À force de voyager et d’interagir avec des gens pour des longs ou très courts moments, certains nous marquent et on y pense encore longtemps après. Vous avez pu lire à leur sujet si vous avez fouillé un peu dans mes vieilles histoires. Et j’imagine que c’est réciproque aussi, étant un étranger souvent assez visible et d’apparence excentrique passant dans leur monde hors des sentiers touristiques battus, j’ai dû souvent marquer l’imaginaire de monsieur et madame tout-le-monde de ces coins.

> TÂCHE À RÉALISER A:
Recopiez à l'identique les lignes des enregistrements, du début des enregistrements jusqu'à la ligne contenant « M92 0L0 0L0 26L92 33ZM62 30L61 30L62 31Z », celle-ci comprise. N'incluez pas les images dans votre réponse.

> ENREGISTREMENTS AFFICHÉS:
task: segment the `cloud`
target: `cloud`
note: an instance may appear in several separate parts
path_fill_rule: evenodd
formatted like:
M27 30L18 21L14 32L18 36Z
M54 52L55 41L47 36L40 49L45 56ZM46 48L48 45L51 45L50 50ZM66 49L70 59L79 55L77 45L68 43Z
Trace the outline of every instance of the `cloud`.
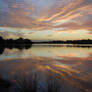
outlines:
M92 0L0 0L0 26L92 33ZM62 30L61 30L62 31Z

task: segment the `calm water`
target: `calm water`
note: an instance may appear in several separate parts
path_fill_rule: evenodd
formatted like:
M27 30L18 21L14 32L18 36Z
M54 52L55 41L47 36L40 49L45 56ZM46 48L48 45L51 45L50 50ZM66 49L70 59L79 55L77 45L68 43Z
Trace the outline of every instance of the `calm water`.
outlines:
M0 55L0 78L12 84L10 92L92 92L92 48L6 48Z

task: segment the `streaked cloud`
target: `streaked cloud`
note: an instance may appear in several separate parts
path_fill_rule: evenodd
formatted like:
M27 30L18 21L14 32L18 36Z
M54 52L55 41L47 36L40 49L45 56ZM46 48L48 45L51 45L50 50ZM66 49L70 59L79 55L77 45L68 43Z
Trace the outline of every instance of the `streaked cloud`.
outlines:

> TÂCHE À RÉALISER B:
Traduisez en anglais cette phrase du texte sur les voyages : « Vous avez pu lire à leur sujet si vous avez fouillé un peu dans mes vieilles histoires. »

> RÉPONSE COMPLÈTE A:
task: segment the `cloud`
target: `cloud`
note: an instance may appear in several separate parts
path_fill_rule: evenodd
formatted like:
M27 30L18 21L14 32L18 36Z
M54 52L55 41L47 36L40 49L45 56ZM46 48L48 45L51 45L50 50ZM66 49L70 59L79 55L77 45L68 43Z
Trace the outline of every instance of the `cloud`.
outlines:
M92 0L0 0L0 26L92 33ZM62 30L61 30L62 31Z

> RÉPONSE COMPLÈTE B:
You may have read about them if you have dug around a little in my old stories.